ACTION ITEM = Every line of the data that contains the string "knee" must be copied.

Point localization data =
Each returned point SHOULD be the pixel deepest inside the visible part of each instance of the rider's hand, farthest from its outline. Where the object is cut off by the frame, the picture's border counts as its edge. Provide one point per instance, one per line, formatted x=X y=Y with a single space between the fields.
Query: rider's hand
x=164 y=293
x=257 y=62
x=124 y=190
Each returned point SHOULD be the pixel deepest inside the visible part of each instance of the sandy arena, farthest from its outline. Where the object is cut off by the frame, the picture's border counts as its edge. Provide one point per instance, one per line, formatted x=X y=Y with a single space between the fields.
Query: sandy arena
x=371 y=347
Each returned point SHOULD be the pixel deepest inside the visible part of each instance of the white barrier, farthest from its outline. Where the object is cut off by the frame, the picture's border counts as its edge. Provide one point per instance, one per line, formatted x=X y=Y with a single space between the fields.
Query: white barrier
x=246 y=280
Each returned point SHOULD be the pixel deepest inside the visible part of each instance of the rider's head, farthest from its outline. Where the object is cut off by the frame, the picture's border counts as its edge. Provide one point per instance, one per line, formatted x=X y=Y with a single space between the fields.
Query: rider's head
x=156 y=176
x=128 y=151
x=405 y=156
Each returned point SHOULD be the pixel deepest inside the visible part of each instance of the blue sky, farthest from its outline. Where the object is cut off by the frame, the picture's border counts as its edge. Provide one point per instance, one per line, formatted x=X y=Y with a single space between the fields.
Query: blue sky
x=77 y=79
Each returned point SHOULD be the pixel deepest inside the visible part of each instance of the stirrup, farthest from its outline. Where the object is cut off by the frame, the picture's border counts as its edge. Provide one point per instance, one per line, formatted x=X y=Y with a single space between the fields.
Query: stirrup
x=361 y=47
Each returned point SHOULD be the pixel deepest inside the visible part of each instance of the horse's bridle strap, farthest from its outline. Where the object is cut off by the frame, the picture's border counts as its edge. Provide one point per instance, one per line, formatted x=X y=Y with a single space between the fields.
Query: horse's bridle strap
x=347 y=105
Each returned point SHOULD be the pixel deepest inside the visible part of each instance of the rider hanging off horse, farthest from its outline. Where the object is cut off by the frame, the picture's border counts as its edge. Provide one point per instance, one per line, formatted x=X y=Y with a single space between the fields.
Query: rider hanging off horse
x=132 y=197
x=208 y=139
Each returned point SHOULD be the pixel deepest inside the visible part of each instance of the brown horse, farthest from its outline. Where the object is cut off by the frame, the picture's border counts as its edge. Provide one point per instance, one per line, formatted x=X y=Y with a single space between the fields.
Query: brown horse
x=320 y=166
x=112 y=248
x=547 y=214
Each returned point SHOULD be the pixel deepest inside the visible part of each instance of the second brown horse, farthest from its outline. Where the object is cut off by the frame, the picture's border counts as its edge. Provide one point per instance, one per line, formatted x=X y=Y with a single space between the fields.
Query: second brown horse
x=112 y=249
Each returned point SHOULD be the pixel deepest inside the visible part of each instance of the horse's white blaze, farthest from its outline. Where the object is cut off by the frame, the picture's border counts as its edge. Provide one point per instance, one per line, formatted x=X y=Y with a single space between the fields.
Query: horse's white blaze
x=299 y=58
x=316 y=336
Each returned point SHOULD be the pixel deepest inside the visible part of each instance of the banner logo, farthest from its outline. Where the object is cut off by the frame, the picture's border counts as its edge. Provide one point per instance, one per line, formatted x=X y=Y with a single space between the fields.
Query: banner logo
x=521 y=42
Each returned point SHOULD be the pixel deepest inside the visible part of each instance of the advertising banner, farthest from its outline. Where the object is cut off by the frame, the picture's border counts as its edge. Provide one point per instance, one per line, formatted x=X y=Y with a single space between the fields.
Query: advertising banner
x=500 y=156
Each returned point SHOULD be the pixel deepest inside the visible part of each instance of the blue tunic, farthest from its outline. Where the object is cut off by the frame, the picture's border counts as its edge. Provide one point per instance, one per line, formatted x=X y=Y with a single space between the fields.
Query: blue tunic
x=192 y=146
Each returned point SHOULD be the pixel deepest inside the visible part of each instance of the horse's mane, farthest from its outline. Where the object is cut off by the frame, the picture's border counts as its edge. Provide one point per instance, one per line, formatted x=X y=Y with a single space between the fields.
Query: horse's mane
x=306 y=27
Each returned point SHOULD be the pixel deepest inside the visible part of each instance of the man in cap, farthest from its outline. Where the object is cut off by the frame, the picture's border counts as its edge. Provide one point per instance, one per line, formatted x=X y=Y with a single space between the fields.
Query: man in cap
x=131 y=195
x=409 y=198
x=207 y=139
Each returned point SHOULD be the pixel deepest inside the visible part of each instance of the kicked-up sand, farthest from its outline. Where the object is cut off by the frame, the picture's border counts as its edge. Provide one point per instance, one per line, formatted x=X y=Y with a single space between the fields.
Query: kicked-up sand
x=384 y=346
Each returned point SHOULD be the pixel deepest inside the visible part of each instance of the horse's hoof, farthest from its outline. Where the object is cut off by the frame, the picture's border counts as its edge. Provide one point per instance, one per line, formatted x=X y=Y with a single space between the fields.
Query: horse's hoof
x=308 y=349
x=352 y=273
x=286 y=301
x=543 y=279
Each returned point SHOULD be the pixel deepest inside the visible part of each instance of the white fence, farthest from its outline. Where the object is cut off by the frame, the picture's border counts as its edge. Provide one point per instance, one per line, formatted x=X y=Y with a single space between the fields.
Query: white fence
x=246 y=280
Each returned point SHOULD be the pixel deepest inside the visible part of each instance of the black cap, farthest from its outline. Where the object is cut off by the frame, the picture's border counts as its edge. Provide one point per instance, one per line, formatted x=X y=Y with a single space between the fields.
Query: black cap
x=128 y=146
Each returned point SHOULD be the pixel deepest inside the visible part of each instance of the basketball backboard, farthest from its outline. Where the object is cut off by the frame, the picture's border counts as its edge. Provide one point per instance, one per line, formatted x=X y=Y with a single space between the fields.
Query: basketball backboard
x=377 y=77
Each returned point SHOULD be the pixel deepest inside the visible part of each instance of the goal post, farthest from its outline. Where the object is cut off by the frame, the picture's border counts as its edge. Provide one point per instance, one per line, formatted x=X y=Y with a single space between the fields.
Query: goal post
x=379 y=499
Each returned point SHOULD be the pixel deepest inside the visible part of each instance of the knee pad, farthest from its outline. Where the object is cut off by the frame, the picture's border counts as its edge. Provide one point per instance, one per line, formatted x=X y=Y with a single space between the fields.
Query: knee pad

RESPONSE AREA =
Each returned point SHOULD be the pixel deepest inside the visible part of each instance of the knee pad, farthest from its outline. Where the object is cut off by the frame, the picture's border counts as its edge. Provide one point per instance, one per line, formatted x=X y=Y with a single space between the fields.
Query: knee pad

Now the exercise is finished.